• **Your task**:
If a line below contains "rider", count it. Report the final total and nothing more.

• **Information provided**:
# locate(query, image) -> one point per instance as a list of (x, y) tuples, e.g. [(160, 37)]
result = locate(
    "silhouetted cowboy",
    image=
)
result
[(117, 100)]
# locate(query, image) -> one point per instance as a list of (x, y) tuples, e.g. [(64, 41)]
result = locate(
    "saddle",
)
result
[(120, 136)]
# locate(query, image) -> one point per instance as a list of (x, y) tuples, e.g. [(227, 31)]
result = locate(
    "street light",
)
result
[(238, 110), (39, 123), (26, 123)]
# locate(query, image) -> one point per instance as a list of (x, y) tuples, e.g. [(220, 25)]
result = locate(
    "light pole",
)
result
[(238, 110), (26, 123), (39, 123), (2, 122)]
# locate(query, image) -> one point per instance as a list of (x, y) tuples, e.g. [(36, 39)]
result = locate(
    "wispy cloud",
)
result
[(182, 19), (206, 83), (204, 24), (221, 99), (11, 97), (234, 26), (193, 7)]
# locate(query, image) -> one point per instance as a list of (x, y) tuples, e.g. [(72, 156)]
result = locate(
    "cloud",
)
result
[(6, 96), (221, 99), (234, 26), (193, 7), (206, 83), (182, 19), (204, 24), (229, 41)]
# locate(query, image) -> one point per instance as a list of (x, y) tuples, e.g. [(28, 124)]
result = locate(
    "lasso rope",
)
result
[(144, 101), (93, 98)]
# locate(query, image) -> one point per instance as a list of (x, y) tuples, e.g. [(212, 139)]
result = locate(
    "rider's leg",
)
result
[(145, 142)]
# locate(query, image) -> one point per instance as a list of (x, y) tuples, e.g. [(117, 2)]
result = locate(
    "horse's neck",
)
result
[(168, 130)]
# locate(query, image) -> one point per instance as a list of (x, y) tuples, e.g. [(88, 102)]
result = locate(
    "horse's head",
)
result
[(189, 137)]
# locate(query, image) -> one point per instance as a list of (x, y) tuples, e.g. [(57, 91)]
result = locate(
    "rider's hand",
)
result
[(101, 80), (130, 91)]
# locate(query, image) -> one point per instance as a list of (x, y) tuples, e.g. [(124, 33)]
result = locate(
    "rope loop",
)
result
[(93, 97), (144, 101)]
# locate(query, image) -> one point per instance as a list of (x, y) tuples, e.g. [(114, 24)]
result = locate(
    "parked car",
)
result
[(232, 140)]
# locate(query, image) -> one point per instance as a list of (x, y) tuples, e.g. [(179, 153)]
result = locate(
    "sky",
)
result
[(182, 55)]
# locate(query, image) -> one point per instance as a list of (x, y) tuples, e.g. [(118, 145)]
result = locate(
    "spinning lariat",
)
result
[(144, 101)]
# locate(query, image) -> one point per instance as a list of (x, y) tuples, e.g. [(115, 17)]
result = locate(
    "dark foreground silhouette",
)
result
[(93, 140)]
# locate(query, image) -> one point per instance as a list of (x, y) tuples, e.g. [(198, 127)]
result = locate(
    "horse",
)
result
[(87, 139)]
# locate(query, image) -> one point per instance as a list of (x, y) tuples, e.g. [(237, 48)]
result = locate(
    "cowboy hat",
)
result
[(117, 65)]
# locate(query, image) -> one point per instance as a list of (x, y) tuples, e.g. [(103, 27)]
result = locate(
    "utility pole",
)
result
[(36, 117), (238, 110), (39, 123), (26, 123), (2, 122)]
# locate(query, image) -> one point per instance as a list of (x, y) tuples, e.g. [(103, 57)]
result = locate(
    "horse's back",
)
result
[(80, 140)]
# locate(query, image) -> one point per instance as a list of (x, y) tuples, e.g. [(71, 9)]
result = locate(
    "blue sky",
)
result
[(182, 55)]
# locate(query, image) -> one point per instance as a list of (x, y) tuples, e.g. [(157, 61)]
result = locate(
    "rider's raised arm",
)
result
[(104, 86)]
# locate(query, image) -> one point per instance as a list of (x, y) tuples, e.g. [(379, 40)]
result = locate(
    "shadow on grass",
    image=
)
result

• **Response**:
3